All lines from the one including "Target: dark brown head" to the bottom of the entries below should be repeated exactly, both ends kept.

*** Block opens ***

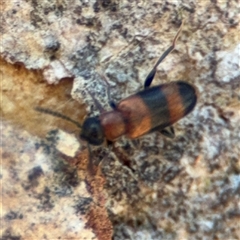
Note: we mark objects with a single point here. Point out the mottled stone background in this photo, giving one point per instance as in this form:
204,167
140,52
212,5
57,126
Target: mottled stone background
53,53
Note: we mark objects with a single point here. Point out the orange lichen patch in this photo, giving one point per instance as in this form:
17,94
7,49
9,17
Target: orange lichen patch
22,90
98,218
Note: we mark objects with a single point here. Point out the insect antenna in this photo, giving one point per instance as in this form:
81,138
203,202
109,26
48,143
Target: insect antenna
57,114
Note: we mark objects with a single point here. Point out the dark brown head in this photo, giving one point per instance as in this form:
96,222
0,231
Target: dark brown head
92,131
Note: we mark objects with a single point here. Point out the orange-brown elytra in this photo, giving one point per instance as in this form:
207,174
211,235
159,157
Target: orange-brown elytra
153,109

*** Block closes ***

→ **RESPONSE AREA**
Target: dark brown head
92,131
Note: we mark objects with a single point here. Point out the orange-brown elytra in this photo, giving one point per instance as in this form:
207,174
211,235
159,157
Target: orange-brown elytra
153,109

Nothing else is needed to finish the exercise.